A complete answer retypes each of the records below precisely and includes none of the pictures.

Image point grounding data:
————————
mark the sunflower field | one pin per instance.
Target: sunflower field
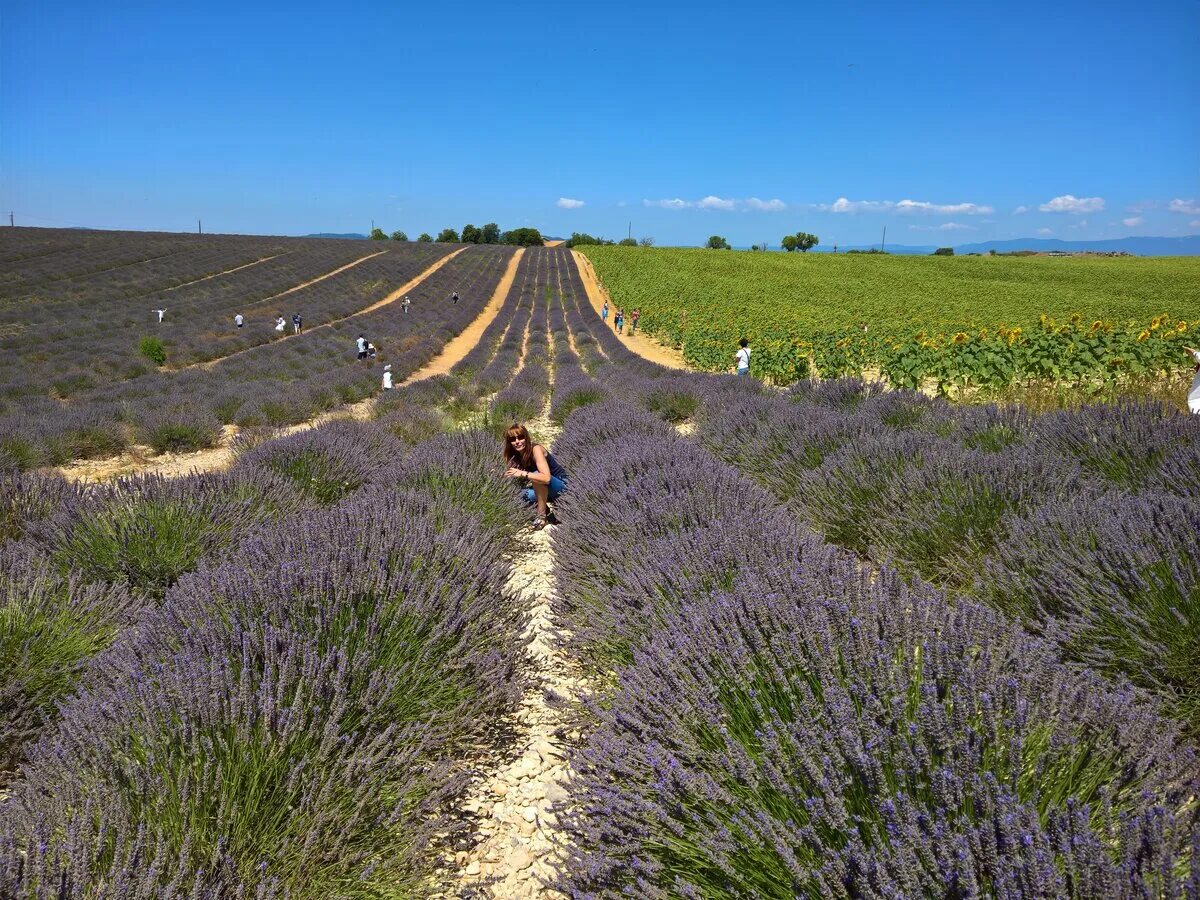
(957, 322)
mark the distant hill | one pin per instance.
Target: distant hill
(1186, 246)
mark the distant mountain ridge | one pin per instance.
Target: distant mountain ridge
(1185, 246)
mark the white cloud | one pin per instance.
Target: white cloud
(774, 205)
(946, 209)
(719, 203)
(943, 227)
(1069, 203)
(844, 204)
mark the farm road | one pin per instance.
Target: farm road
(390, 299)
(641, 345)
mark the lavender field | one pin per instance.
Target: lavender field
(827, 641)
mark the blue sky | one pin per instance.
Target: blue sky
(947, 123)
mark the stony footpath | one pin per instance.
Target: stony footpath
(516, 853)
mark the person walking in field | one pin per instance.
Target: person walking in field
(527, 460)
(742, 358)
(1194, 390)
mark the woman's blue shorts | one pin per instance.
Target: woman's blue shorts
(556, 487)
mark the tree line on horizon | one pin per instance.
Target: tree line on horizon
(490, 233)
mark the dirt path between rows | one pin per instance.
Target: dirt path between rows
(641, 345)
(459, 347)
(217, 275)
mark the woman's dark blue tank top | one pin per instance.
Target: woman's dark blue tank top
(556, 469)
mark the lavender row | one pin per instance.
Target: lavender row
(293, 720)
(783, 723)
(277, 384)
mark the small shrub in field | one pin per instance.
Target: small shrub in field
(154, 349)
(147, 532)
(49, 627)
(181, 430)
(671, 406)
(328, 463)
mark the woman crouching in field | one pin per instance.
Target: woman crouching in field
(528, 460)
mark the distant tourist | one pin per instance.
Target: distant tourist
(1194, 390)
(532, 461)
(742, 358)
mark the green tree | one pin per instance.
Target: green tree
(522, 238)
(805, 241)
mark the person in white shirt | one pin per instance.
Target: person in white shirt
(742, 357)
(1194, 390)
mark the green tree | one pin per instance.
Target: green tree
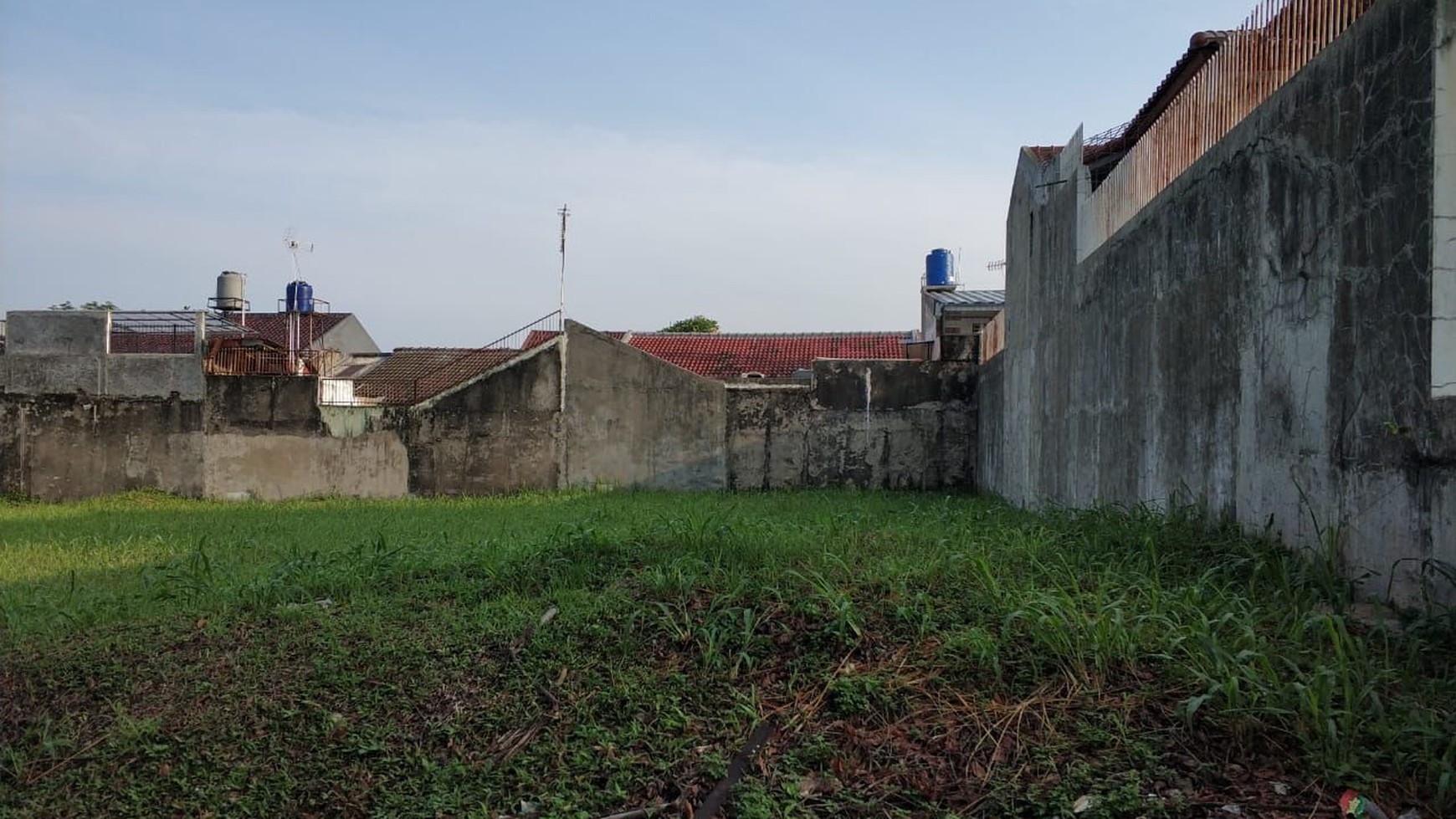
————————
[Response to the exercise]
mark the sunflower field | one pin per instance.
Target: sunflower field
(957, 322)
mark the distant hill | one pin per instance.
Target: distant hill
(1186, 246)
mark the distant mountain ridge | one pin per instance.
Target: distant mountain ridge
(1185, 246)
mark the white cloud | one pin per instance.
Target: white cloud
(774, 205)
(946, 209)
(719, 203)
(943, 227)
(1069, 203)
(844, 204)
mark the farm road | one pin per instance.
Target: farm road
(390, 299)
(641, 345)
mark the lavender field | one pin per instance.
Target: lavender field
(827, 641)
mark the blue sky | one pin per instance.
Target: blue sky
(947, 123)
mark the stony footpath | one pin per instance.
Target: stony footpath
(516, 853)
mark the person walking in field | one pin per instance.
Target: person walking in field
(527, 460)
(742, 358)
(1194, 390)
mark the woman's blue shorts | one pin per instance.
Target: woman's blue shorts
(556, 487)
mark the tree line on horizon | one pin per instance.
Target: tree line on horizon
(490, 233)
mark the dirt path between rows | one pin per instance.
Target: dirt path between rows
(641, 345)
(459, 347)
(217, 275)
mark the woman's dark blue tank top | one pin per instance.
Target: woman's dark blue tank top
(556, 469)
mark the lavender row | one pin per instance.
Target: lavender row
(293, 720)
(783, 723)
(277, 384)
mark the small shrub in field | one pin per instance.
Target: small shrub in field
(154, 349)
(147, 532)
(49, 627)
(181, 430)
(671, 406)
(328, 463)
mark the woman crouching in field | one pin per instance.
Target: woman crouching in field
(528, 460)
mark the distant tourist | one pin per instance.
Target: distant tourist
(1194, 390)
(532, 461)
(742, 358)
mark the green tree | one pin per instance.
Target: green tree
(522, 238)
(805, 241)
mark the person in white shirt | one pin per instance.
Target: person in white shirt
(742, 357)
(1194, 390)
mark the green tree | one pin per instance.
Target: green tree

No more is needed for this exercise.